State how many lines of the records below contain the string "table". Give only the number.

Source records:
**********
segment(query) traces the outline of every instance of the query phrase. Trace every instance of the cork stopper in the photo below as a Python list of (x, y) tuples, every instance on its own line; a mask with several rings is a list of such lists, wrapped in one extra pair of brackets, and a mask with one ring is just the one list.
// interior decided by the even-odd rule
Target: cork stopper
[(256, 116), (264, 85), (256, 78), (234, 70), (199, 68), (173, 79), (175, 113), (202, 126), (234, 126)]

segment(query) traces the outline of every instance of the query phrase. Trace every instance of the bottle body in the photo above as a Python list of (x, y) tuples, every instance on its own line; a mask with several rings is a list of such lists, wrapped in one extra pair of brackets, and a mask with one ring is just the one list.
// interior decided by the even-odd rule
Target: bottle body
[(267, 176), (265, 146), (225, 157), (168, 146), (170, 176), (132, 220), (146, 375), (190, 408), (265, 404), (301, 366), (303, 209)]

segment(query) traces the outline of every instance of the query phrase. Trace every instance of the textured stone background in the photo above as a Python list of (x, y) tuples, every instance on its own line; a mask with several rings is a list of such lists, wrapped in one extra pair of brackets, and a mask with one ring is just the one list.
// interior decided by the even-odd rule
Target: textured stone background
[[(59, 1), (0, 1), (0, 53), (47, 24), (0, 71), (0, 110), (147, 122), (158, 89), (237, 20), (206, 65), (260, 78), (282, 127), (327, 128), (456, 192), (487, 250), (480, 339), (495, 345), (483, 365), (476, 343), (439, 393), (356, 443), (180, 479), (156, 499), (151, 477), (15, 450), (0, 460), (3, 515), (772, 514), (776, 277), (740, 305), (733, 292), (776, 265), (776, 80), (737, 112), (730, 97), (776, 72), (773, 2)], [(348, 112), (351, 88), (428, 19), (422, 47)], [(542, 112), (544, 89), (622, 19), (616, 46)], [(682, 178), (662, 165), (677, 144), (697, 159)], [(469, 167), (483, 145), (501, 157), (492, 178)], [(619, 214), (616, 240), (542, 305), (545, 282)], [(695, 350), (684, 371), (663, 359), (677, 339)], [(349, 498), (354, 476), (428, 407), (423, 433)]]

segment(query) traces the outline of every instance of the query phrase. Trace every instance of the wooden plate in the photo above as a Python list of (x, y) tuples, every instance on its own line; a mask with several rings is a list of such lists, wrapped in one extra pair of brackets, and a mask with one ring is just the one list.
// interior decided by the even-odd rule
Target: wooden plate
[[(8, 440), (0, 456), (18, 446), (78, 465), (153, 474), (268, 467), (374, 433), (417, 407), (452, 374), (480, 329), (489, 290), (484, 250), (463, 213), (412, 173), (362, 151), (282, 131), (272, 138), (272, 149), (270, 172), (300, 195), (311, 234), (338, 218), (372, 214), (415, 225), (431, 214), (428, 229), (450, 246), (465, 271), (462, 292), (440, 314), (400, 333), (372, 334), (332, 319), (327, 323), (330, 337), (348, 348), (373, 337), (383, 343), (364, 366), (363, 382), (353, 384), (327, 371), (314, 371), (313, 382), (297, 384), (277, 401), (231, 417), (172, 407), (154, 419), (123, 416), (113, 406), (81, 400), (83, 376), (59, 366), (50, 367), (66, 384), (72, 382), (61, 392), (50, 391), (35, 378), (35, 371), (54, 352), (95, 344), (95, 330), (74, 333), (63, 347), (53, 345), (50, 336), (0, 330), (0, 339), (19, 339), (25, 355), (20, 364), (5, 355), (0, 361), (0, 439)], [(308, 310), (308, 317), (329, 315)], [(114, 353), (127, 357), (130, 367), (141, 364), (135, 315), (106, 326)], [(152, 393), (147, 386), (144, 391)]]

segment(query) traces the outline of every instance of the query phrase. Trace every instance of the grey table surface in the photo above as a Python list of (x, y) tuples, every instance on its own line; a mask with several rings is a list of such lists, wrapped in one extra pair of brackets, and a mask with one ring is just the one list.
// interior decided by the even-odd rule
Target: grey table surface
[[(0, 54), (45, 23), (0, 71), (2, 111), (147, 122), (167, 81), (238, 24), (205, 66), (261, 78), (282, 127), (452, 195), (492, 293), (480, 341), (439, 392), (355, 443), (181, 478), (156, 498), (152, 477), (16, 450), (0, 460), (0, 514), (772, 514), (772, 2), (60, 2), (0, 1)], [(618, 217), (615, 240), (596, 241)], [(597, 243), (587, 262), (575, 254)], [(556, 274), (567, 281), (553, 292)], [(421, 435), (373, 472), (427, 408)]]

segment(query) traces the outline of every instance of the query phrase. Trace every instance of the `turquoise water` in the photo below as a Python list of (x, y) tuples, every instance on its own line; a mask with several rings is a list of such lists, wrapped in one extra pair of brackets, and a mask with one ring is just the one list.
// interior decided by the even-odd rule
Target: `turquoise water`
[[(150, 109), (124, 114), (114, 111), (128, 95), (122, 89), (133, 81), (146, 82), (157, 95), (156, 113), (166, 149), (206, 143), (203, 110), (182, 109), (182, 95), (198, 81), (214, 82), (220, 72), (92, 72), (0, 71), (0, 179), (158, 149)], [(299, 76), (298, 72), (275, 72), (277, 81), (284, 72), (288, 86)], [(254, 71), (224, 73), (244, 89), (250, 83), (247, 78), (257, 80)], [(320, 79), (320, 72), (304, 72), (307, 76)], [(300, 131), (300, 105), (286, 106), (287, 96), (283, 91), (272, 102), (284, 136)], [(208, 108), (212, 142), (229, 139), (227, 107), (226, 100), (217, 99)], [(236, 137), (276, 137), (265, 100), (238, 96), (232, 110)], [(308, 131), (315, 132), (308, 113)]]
**********
▶ Exercise response: 2